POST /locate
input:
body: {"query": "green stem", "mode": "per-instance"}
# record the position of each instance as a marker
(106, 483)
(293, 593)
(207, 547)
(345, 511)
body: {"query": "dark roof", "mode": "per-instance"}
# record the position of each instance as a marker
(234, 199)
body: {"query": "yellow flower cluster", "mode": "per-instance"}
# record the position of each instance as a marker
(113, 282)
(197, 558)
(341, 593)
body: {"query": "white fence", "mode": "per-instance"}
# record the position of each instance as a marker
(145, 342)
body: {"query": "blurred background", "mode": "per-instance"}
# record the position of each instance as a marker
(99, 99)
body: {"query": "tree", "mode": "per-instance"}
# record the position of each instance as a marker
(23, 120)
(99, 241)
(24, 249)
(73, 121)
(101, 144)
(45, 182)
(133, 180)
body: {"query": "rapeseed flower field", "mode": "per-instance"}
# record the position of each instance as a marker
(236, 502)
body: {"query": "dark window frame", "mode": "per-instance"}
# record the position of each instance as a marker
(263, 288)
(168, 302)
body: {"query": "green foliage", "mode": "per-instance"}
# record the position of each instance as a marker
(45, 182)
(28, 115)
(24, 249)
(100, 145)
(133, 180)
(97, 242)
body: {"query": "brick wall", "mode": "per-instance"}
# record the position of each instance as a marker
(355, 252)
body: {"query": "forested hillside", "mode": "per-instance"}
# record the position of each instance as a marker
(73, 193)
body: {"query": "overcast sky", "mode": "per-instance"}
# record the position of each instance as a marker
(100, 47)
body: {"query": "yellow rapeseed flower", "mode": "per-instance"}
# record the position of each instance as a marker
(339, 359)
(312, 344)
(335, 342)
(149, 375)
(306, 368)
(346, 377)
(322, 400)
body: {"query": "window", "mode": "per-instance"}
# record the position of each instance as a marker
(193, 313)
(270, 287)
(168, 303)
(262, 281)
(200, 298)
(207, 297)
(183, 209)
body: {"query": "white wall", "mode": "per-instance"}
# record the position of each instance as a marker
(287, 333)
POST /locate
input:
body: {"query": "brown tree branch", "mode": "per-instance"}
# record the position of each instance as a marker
────
_What the task requires_: From the material above, pull out every line that contains the word "wall".

_Exercise solution_:
body: {"query": "brick wall", "mode": "per-instance"}
body: {"query": "white wall", "mode": "per-instance"}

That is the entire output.